What is expected: Every record should be copied exactly, except that pictures are to be omitted.

━━━━

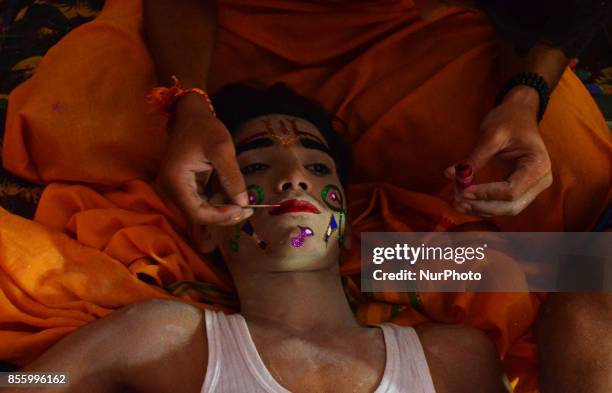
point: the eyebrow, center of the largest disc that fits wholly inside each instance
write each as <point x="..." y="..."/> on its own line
<point x="254" y="144"/>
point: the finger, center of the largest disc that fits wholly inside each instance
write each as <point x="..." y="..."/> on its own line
<point x="198" y="209"/>
<point x="479" y="156"/>
<point x="484" y="151"/>
<point x="506" y="208"/>
<point x="224" y="161"/>
<point x="524" y="179"/>
<point x="235" y="219"/>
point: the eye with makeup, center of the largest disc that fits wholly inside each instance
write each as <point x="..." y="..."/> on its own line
<point x="318" y="169"/>
<point x="254" y="168"/>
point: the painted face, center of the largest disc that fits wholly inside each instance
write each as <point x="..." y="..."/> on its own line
<point x="285" y="161"/>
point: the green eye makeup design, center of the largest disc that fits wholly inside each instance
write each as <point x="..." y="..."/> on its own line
<point x="256" y="195"/>
<point x="332" y="197"/>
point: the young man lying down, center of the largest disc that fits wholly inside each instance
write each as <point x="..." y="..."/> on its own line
<point x="295" y="331"/>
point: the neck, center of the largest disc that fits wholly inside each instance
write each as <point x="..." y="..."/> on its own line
<point x="298" y="302"/>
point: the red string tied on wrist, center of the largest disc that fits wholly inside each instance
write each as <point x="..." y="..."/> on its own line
<point x="164" y="98"/>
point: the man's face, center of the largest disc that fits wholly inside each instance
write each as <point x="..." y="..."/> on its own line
<point x="285" y="161"/>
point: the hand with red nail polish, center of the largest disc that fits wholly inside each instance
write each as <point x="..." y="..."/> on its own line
<point x="199" y="144"/>
<point x="509" y="132"/>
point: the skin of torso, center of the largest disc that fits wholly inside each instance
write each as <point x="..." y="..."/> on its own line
<point x="460" y="359"/>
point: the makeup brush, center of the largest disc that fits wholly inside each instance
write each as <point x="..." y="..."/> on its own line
<point x="248" y="206"/>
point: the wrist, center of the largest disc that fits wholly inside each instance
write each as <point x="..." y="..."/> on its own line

━━━━

Problem solution:
point: the eyebrow, center of the largest disc that fits wholly inside each instance
write each as <point x="..." y="..."/> on its own line
<point x="254" y="144"/>
point: the finger, center of the largest disc that fits wholly inside each instance
write each as <point x="..." y="..."/> on its own line
<point x="198" y="209"/>
<point x="479" y="156"/>
<point x="484" y="151"/>
<point x="506" y="208"/>
<point x="224" y="161"/>
<point x="524" y="179"/>
<point x="235" y="219"/>
point: the eye with makeup, center of the largest disc that fits wholly inside each instance
write each as <point x="..." y="..."/> on its own line
<point x="318" y="169"/>
<point x="254" y="168"/>
point: the painted face, center of the largest disc that fits wholly inside each instance
write each as <point x="..." y="..."/> on its own line
<point x="285" y="161"/>
point: the green eye makeup design, center of the largest disc that fits wholly inside each instance
write each as <point x="..." y="..."/> on its own line
<point x="256" y="195"/>
<point x="332" y="197"/>
point: the young man lying down, center of the largest disc that fits wholly inside each instance
write each as <point x="..." y="..."/> on its own line
<point x="295" y="331"/>
point: the neck, center of the largest disc that fits wholly inside each instance
write each as <point x="..." y="..."/> on its own line
<point x="298" y="302"/>
point: the red string tied on wrist, center of the largest disc that fits wholly inside each instance
write each as <point x="..." y="..."/> on its own line
<point x="164" y="98"/>
point: the man's face, center of the largest disc that fits wholly inside each instance
write each as <point x="..." y="..."/> on its own line
<point x="285" y="161"/>
point: the hand with red nail polish, center of the largest disc that fits wholly inside each instance
write each as <point x="..." y="..."/> on its own line
<point x="199" y="144"/>
<point x="509" y="132"/>
point: the skin of torso, center of the largest disc that fits wholly inside each instance
write each as <point x="..." y="..."/> on its own line
<point x="460" y="359"/>
point: the makeup brush, center of the largest disc that fits wholly inside each instance
write each as <point x="..." y="..."/> on its own line
<point x="248" y="206"/>
point: the wrist, center of the largest disc that fits wholly inside each instance
write each as <point x="..." y="..."/> on its own line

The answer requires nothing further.